#### Task directions:
Beginning with the line that contains "the fireplace hearth" and continuing through the end of the records, reproduce every line and scale each answer coordinate by 0.2, rounding to the nearest whole number with halves rounded up. Omit the pictures from the response.

#### The input:
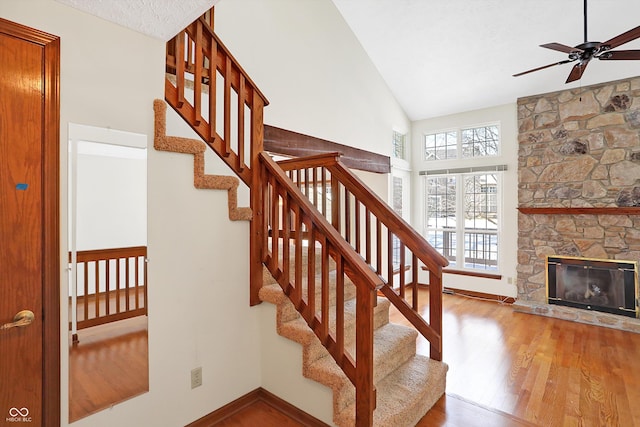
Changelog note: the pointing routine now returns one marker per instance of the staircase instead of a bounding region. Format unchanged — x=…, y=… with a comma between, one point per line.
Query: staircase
x=329, y=253
x=407, y=384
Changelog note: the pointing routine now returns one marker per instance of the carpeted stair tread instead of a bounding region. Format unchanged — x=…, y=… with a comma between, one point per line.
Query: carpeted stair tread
x=393, y=345
x=407, y=385
x=404, y=396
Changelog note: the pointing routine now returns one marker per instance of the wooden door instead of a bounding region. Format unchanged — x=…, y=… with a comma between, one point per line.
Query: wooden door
x=29, y=226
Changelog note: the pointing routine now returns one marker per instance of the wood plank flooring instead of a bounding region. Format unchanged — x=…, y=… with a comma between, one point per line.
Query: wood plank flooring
x=545, y=371
x=108, y=366
x=516, y=369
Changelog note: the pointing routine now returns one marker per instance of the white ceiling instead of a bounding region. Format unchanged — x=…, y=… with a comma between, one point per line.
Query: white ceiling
x=442, y=56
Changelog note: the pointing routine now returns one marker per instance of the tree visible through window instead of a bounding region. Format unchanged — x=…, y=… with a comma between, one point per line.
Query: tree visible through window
x=462, y=208
x=465, y=143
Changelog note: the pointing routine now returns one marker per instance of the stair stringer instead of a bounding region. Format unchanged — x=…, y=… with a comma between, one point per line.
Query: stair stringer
x=414, y=383
x=196, y=147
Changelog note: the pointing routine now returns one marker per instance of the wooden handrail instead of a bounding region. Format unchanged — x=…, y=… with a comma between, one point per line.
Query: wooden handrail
x=360, y=216
x=284, y=204
x=95, y=269
x=292, y=219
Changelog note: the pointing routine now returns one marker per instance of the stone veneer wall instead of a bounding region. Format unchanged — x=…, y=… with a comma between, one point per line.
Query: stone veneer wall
x=577, y=148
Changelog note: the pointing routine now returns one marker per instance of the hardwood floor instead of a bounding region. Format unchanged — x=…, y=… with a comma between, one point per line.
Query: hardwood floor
x=109, y=365
x=545, y=371
x=505, y=369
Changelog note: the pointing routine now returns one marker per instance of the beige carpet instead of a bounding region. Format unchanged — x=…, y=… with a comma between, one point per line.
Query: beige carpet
x=407, y=385
x=197, y=147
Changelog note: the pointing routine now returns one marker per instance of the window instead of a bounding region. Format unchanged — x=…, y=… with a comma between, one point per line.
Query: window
x=398, y=145
x=462, y=205
x=470, y=142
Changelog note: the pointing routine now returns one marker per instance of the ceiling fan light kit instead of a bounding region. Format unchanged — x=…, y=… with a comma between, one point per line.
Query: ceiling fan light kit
x=585, y=52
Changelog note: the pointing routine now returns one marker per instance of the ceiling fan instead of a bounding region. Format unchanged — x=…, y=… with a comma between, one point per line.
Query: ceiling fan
x=585, y=52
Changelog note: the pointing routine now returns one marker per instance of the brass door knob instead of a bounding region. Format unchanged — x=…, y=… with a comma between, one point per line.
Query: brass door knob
x=20, y=320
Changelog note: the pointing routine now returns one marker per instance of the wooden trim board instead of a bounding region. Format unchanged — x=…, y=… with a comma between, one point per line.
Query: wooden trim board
x=257, y=395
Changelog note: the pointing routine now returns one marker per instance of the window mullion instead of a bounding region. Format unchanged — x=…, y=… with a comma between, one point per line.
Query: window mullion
x=460, y=215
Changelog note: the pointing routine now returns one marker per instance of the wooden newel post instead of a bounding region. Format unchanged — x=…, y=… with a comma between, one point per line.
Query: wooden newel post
x=255, y=229
x=365, y=390
x=435, y=310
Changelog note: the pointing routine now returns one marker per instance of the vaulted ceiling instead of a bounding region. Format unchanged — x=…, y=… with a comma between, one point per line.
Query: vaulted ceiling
x=442, y=56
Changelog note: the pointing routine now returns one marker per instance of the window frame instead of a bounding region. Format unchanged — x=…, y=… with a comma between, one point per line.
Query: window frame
x=462, y=168
x=459, y=143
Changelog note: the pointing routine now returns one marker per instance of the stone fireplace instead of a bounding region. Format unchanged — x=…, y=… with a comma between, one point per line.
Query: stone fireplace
x=579, y=187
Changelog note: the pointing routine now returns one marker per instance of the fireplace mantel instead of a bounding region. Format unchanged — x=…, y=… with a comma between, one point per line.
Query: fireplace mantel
x=580, y=211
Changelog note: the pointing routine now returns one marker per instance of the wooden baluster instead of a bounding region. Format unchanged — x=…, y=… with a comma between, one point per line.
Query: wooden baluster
x=137, y=281
x=276, y=227
x=306, y=183
x=335, y=203
x=311, y=273
x=118, y=309
x=256, y=232
x=86, y=291
x=127, y=284
x=107, y=288
x=144, y=272
x=315, y=187
x=286, y=221
x=414, y=282
x=390, y=258
x=267, y=202
x=324, y=192
x=213, y=74
x=357, y=224
x=402, y=270
x=298, y=257
x=340, y=308
x=324, y=295
x=189, y=47
x=227, y=108
x=435, y=310
x=367, y=234
x=197, y=76
x=347, y=216
x=241, y=104
x=180, y=68
x=378, y=246
x=96, y=272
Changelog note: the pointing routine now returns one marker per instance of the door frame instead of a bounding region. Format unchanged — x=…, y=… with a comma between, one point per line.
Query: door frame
x=51, y=215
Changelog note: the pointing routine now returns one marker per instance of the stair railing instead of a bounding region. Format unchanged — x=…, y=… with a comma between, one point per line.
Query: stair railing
x=390, y=246
x=209, y=89
x=292, y=229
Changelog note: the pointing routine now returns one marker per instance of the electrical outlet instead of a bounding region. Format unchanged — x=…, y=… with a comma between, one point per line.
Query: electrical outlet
x=196, y=377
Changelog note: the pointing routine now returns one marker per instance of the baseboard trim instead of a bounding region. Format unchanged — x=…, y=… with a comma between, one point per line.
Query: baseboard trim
x=257, y=395
x=474, y=294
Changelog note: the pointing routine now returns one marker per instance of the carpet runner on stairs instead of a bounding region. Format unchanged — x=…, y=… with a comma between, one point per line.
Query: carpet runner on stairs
x=407, y=384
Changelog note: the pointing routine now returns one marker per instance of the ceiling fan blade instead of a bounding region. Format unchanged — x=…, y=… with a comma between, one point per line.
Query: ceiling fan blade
x=620, y=55
x=623, y=38
x=542, y=68
x=577, y=71
x=561, y=47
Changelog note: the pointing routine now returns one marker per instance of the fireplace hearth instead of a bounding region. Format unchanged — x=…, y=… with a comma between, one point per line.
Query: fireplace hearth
x=609, y=286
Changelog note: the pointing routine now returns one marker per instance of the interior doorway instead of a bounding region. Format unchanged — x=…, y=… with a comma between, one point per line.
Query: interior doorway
x=29, y=226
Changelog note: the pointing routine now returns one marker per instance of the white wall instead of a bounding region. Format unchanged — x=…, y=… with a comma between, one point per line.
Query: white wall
x=506, y=116
x=109, y=78
x=319, y=81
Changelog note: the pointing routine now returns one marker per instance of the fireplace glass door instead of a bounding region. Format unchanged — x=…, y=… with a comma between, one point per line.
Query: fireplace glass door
x=602, y=285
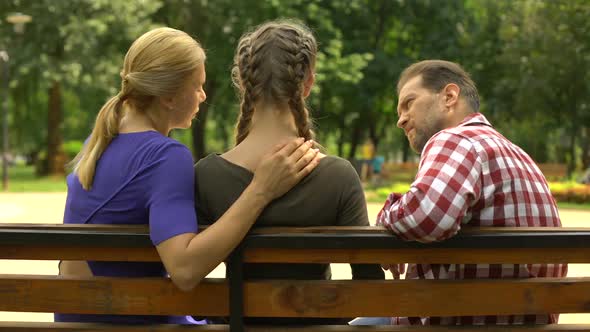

#### Task solution:
Changelog note: the pointing routine now returns one marker per instance of the fireplace hearth instead of a bounding region. Format unchanged — x=…, y=… with a comma between, one point per line.
Query: fireplace hearth
x=122, y=57
Changelog note: the pointing routine now returns one marker per instance of the interior doorway instead of a bounding region. Format unchanged — x=…, y=… with a comma between, one point per line.
Query: interior doorway
x=6, y=45
Changelog note: the pointing routine now returns one marker per instance of the white wall instead of a bounding region. Format unchanged — x=…, y=… with a comma between, one point per line.
Query: white wall
x=101, y=23
x=22, y=16
x=64, y=16
Changelog note: the pointing routine now returns one marker per instance of the fireplace glass door instead of a bounding region. Format unchanged — x=…, y=… with a comma between, one point per line.
Query: fireplace glass door
x=120, y=57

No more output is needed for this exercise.